---------- DATASET EXCERPTS ----------
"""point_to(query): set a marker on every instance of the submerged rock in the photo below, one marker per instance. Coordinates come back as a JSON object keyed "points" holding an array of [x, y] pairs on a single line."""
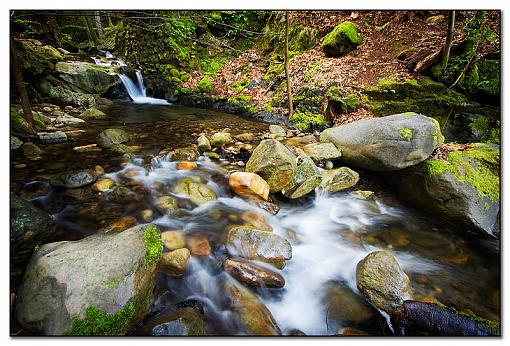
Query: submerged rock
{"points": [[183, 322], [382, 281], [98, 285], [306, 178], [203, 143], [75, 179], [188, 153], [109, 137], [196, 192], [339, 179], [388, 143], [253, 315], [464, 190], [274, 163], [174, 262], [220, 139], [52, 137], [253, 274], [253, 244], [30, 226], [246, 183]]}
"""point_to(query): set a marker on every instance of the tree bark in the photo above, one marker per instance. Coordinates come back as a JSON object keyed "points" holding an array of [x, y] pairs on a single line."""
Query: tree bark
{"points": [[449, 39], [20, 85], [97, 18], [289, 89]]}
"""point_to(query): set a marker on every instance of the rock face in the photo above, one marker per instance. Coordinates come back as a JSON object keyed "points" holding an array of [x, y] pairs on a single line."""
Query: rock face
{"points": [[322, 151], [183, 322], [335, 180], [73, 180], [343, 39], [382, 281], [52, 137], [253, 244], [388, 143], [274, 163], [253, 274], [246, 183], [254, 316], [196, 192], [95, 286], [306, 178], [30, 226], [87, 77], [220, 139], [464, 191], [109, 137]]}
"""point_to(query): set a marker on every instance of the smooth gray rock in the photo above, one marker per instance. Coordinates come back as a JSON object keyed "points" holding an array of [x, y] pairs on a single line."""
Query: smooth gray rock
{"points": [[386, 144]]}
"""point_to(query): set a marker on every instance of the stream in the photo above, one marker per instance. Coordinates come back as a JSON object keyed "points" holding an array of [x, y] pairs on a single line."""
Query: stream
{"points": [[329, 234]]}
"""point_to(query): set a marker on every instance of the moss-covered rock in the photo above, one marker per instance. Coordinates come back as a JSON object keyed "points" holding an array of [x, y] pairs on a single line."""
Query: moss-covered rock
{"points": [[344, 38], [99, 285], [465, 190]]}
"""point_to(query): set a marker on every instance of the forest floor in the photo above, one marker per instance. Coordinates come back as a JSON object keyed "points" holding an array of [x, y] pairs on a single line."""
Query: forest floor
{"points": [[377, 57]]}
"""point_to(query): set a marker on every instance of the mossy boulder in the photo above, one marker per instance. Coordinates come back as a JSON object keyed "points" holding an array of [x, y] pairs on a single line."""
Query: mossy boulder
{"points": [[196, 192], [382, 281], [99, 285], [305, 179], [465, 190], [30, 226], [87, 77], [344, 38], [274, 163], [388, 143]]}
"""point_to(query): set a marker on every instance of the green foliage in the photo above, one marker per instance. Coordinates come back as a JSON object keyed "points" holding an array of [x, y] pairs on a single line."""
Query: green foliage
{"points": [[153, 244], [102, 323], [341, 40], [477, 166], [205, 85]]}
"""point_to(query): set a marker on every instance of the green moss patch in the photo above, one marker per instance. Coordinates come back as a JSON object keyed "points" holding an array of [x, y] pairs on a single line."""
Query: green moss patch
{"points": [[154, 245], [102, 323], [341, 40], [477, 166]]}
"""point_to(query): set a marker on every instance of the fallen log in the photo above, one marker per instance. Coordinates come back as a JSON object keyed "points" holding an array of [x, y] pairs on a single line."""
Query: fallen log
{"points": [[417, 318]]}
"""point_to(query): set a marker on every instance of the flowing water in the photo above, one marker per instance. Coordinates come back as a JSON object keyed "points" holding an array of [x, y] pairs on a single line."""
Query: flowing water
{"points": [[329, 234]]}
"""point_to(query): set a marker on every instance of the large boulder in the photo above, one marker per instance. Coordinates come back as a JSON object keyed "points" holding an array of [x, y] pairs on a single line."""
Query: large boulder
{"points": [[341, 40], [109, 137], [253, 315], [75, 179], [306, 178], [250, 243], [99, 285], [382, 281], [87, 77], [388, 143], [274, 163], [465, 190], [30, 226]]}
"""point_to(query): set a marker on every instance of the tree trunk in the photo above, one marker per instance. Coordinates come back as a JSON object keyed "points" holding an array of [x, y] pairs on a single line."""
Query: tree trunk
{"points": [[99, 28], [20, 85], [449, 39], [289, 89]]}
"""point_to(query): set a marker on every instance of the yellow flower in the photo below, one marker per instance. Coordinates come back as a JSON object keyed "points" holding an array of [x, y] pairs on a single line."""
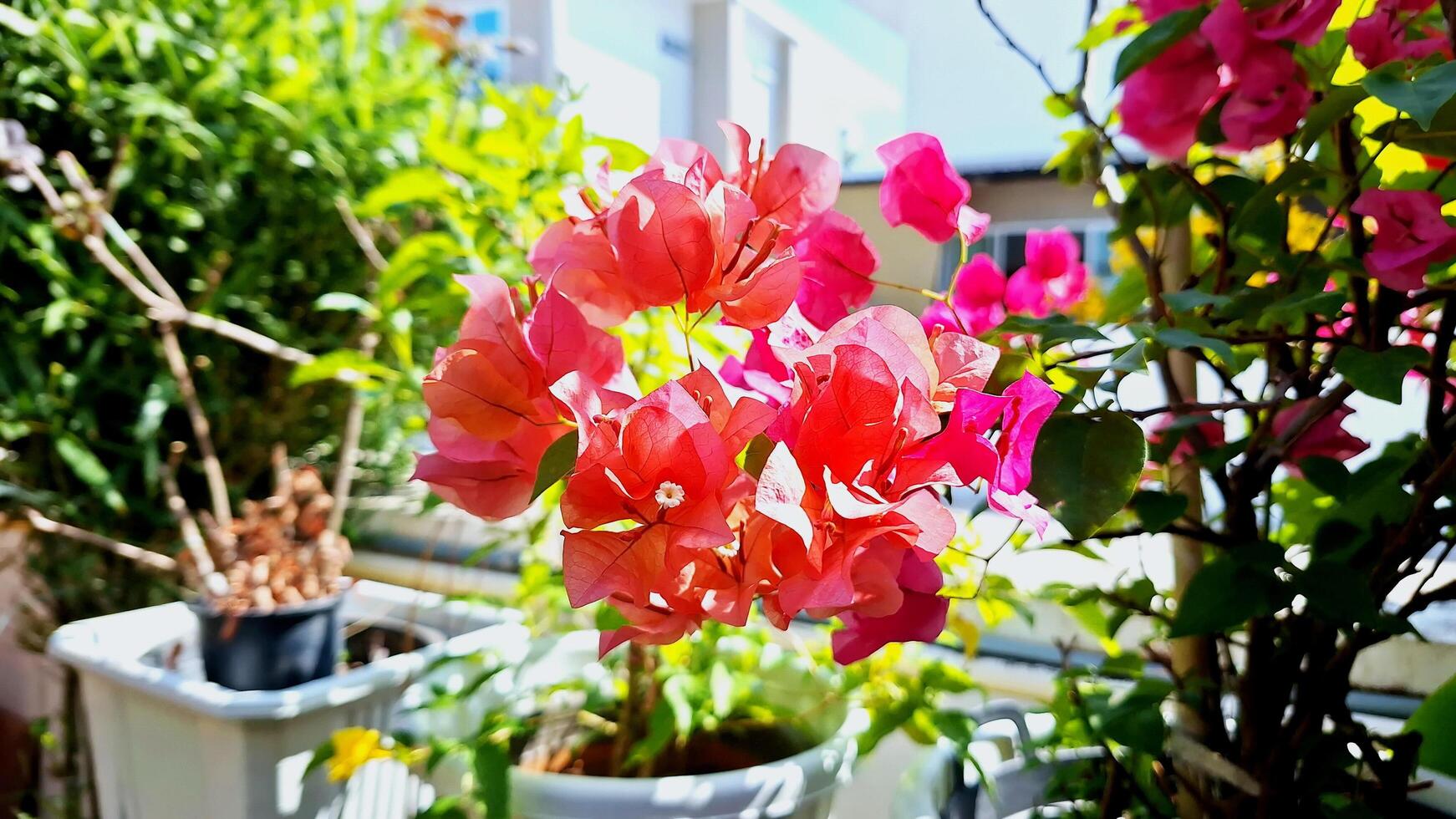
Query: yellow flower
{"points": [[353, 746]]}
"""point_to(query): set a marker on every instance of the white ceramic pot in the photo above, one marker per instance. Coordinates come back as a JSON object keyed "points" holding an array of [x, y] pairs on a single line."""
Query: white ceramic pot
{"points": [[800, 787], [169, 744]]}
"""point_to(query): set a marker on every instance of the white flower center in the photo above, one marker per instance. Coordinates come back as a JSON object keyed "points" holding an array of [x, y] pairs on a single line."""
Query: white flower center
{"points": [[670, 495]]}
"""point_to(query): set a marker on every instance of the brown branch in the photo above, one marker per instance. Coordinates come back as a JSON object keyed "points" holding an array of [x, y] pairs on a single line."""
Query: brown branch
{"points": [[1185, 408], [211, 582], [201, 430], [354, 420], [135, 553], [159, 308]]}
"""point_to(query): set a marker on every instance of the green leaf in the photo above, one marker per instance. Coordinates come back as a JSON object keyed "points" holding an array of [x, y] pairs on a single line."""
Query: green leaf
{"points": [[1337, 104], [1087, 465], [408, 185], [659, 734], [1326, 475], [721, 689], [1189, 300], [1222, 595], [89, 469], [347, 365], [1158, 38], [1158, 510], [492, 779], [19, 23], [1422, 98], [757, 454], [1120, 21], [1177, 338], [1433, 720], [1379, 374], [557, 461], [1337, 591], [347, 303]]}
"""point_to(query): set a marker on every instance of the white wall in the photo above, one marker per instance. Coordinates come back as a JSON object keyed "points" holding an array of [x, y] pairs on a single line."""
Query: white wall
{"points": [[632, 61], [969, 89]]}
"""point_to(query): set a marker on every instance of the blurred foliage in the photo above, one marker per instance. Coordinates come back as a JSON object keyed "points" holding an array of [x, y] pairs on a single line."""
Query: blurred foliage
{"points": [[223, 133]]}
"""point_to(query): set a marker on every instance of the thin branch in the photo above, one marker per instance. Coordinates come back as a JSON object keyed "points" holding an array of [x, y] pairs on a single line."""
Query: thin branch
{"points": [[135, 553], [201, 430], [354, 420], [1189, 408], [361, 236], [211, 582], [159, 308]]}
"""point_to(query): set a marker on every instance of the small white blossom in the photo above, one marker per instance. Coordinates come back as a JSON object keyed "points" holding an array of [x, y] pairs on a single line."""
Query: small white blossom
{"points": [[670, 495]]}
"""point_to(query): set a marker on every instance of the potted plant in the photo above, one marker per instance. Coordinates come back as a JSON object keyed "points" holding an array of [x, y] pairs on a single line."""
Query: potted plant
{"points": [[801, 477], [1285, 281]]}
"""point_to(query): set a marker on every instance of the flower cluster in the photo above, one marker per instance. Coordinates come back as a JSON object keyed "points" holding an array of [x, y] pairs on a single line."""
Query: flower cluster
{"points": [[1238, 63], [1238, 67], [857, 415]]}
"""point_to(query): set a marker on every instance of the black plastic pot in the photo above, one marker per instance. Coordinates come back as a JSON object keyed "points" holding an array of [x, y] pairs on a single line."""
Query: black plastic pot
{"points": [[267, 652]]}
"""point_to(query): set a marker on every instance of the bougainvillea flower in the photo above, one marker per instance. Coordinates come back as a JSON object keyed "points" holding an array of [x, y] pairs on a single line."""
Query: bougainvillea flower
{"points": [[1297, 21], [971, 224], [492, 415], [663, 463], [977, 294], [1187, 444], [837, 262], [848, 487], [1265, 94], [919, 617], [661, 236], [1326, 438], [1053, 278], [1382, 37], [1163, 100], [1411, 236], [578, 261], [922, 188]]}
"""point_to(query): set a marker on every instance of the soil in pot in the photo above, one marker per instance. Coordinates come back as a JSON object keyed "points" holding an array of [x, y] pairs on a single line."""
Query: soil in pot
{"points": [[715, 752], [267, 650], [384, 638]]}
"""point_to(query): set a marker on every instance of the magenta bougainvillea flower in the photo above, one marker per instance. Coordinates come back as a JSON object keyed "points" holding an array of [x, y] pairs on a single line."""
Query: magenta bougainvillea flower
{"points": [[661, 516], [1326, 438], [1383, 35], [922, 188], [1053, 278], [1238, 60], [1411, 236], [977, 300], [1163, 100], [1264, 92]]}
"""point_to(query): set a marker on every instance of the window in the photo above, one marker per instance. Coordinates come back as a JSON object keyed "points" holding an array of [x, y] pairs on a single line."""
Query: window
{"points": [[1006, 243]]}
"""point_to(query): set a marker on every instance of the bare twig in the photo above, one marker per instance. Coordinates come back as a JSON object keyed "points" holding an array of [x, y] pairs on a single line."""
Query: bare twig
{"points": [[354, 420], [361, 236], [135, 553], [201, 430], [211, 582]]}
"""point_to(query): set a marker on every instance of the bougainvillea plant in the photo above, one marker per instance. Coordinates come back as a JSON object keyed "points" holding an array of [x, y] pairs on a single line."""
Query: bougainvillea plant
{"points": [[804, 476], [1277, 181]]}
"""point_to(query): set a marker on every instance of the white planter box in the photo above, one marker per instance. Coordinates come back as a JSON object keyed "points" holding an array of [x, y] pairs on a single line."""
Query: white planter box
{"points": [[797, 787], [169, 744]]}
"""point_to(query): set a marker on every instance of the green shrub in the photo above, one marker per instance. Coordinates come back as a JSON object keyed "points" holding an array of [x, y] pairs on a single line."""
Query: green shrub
----------
Repeat the line that contains "of the bare", then every line after it until the records end, with nothing added.

"""point_to(query): set a marker on every instance of the bare twig in the photo above, one marker per instance. Coordinates come back as a JSON object keyed "points" holding an array of [x, y] pairs on a single line."""
Query: bare twig
{"points": [[354, 420], [361, 236], [135, 553], [201, 430], [211, 582]]}
"""point_to(query): set a marker on every instance of the bougainvillea plant in the photo above, one marker per instance. Coordinates come back as a JSON object keyed "points" holding an array of [x, y] pairs on a single line."""
Query: bougainvillea plant
{"points": [[804, 476], [1277, 181]]}
"""point_to(query): set a marker on every instance of the white planter box in the photo above, one marker per instance. Coordinates come back as a JSON object keyed "points" holding an array of [x, y] pairs on a single line."""
Query: white planter box
{"points": [[797, 787], [169, 744]]}
"""point_to(query): set a marker on every instance of the green shrub in the photo above, one marker per instance. Coordinates come back as a JSON object keyed "points" holding an array of [x, y] pairs on a single line."""
Query: green shrub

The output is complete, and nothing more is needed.